**Given request**
Below is a listing; reproduce each line of it exactly.

**Data for processing**
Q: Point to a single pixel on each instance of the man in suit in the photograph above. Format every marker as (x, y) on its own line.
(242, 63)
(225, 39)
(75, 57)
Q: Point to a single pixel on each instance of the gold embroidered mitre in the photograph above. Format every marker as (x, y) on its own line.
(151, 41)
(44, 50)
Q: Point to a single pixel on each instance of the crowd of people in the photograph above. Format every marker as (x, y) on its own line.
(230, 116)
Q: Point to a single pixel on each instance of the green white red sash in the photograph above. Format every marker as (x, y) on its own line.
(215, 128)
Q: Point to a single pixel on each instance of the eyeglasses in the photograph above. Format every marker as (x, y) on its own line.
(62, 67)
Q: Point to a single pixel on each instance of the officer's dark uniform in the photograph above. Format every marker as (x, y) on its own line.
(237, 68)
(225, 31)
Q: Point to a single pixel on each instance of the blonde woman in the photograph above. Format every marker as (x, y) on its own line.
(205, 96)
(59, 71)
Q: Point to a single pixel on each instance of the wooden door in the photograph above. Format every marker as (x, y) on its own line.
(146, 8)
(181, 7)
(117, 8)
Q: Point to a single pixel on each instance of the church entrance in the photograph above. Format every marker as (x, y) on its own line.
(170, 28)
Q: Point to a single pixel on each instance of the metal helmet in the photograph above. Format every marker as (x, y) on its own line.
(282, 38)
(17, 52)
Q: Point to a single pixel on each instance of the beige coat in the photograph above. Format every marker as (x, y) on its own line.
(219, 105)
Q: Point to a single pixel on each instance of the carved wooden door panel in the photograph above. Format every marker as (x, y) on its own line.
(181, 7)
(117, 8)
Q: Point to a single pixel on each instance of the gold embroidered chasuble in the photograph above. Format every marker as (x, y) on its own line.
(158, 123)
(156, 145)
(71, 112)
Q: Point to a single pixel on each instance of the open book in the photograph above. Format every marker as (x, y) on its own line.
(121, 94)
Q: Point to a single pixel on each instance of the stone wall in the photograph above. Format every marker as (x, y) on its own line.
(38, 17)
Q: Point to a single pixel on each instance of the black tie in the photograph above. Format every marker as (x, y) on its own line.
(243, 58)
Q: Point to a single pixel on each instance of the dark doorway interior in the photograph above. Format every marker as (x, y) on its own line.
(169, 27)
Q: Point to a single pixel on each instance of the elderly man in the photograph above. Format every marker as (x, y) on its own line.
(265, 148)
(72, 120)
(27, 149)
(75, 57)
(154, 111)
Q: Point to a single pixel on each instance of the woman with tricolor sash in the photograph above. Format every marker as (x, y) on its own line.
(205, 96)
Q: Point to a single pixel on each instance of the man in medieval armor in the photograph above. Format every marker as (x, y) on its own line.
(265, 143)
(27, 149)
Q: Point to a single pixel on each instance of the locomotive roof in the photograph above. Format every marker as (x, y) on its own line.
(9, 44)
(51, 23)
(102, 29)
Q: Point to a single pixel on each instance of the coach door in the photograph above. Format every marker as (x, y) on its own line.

**Written reply**
Q: Point to a single pixel on each instance of the man in suit in the photograph above. Format every marker as (x, y) on its own line.
(242, 63)
(225, 39)
(75, 57)
Q: Point to a single pixel on each instance of the gold embroidered mitre in the photograph above. Format every marker as (x, y) on its own line.
(151, 41)
(44, 50)
Q: Point to a single pixel on each instance of the crowd of people in the photograph above. Format every marker as (x, y) on its own line.
(230, 116)
Q: Point to a single pixel on each instance of the green white red sash in the photograph above. Format every marker as (x, y) on its own line.
(215, 128)
Q: Point to a single pixel on each instance of the eyeglasses in the photograph above. Format every marker as (x, y) on its own line.
(62, 67)
Q: Point to a single pixel on each instance of the officer's dark uniform in the photograph above. Format every marker as (x, y) on its own line.
(237, 68)
(225, 31)
Q: Point to a single pixel on each instance of the blonde woman in the photograph above. Format every marker as (x, y) on its own line.
(205, 96)
(59, 71)
Q: Point to a single pixel on each instance of the wooden door in the photograph above. Format every marker as (x, y) on its own line.
(146, 8)
(181, 7)
(117, 8)
Q: Point to a single pixel on each instance of the church entrance in the photograph above. Format every marker as (x, y) on its own line.
(170, 28)
Q: Point to a single pixel on each instance of the metal helmet in the photograph above. Format every marker as (x, y) on its own line.
(282, 38)
(17, 52)
Q: Point to a single pixel on each instance of the beige coat in the photograph above. Format every marker as (x, y) on its own line.
(219, 105)
Q: Point to a single pixel on each instance of the carved wooden door panel in the photograph above. Format every marker as (x, y) on its own line.
(181, 7)
(117, 8)
Q: Point to a single pixel on each instance of the gold embroidered chasuble in the photograph above. Format every marker as (x, y) on its own line.
(158, 123)
(156, 145)
(71, 112)
Q: Point to a single pixel on each instance of the open book in the photograph above. Format every marker as (x, y) on its own line.
(121, 94)
Q: Point to a single pixel on each instance of the stone wall in the photograph above. Format every marker as (x, y) on its own line.
(38, 17)
Q: Point to a single pixel on each instance of the black tie in the photograph above. Format every marker as (x, y) on its own line.
(243, 58)
Q: Point to a single pixel on each instance of the dark doorway interior in the photograph above. Format every marker as (x, y) on its own line.
(169, 27)
Q: Point to a single pixel on each instance of the elderly man in the photograph above. Format every marker as (x, y) on its own line.
(265, 148)
(72, 120)
(27, 149)
(75, 57)
(154, 111)
Q: Point to a single pixel on each instance of the woman with tricolor sash in the photograph above. Format every marker as (x, y) on its own line.
(205, 96)
Q: Point to a single pixel on each instance of the man in medieval armor in the photograph above. Format every marker as (x, y) on its own line.
(265, 143)
(27, 149)
Q: Point to a single pixel on each instance of the locomotive roof in the photograph above. Format every marker as (x, y) on its own line.
(9, 44)
(51, 23)
(102, 29)
Q: Point to a single pixel on each instance of the coach door in the photograph above. Format every marker as (x, y) on its own line.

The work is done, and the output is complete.